» SOURCE DOCUMENT:
Best fit: investors who want direct exposure to the AI supply chain.
Main risk: big swings, because this market can move much faster than the S&P 500.


What makes Taiwan's market returns attractive?

Taiwan sits in second place, with a 2026 return of 41.27% and a one-year return of 38.78%. If you want a market that benefits when global demand for advanced chips stays strong, Taiwan is one of the cleanest country ETF ideas you can buy.

The US-listed EWT fund held 85 stocks on 1 May 2026 and carried a five-star Morningstar rating as of 30 April 2026, which tells you the recent risk-adjusted record has been strong. The trade-off is price: its portfolio P/E stood at 26.52, so you are paying up for quality and momentum.


How is Turkey delivering better investment returns?

Turkey is up 26.36% for 2026 on the justETF ranking, which keeps it comfortably ahead of the US. That makes it one of the strongest momentum markets on this page.

The diversification case is real, too. TUR showed a three-year beta of 0.30, so it has not simply copied the path of US stocks, yet its three-year standard deviation was still 26.90%, which tells you the ride can be rough.

Why it can help: it can add a return stream that behaves differently from a US-heavy portfolio.
Why it can hurt: local volatility and currency risk can wipe out gains very quickly.


Why consider investing in Brazil at present?

Brazil's 2026 return stands at 22.30%, with a 27.98% one-year gain and a 46.41% three-year return. For readers who want emerging markets exposure without paying growth-stock multiples, Brazil deserves a serious look.

EWZ held 46 stocks on 1 May 2026, carried a portfolio P/E of 11.43 and had a trailing yield of 4.32%. In simple terms, you are buying a cheaper market with meaningful income, but you are also taking on heavy exposure to banks, commodities and the domestic cycle.

» DATA LINES:

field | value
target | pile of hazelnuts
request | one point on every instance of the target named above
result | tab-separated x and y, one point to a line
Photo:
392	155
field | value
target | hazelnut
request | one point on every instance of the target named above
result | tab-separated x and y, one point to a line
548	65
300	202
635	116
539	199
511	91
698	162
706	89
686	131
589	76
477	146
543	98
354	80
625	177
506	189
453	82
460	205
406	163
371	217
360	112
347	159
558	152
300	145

» PROBLEMS TO WORK ON:
1 – In the article on country stock markets, what three-year beta did TUR show?
2 – Quote everything in the article on country stock markets from "The diversification case" down to "a US-heavy portfolio.".

» TASK-BY-TASK SOLUTIONS:
1 – 0.30

2 –
The diversification case is real, too. TUR showed a three-year beta of 0.30, so it has not simply copied the path of US stocks, yet its three-year standard deviation was still 26.90%, which tells you the ride can be rough.

Why it can help: it can add a return stream that behaves differently from a US-heavy portfolio.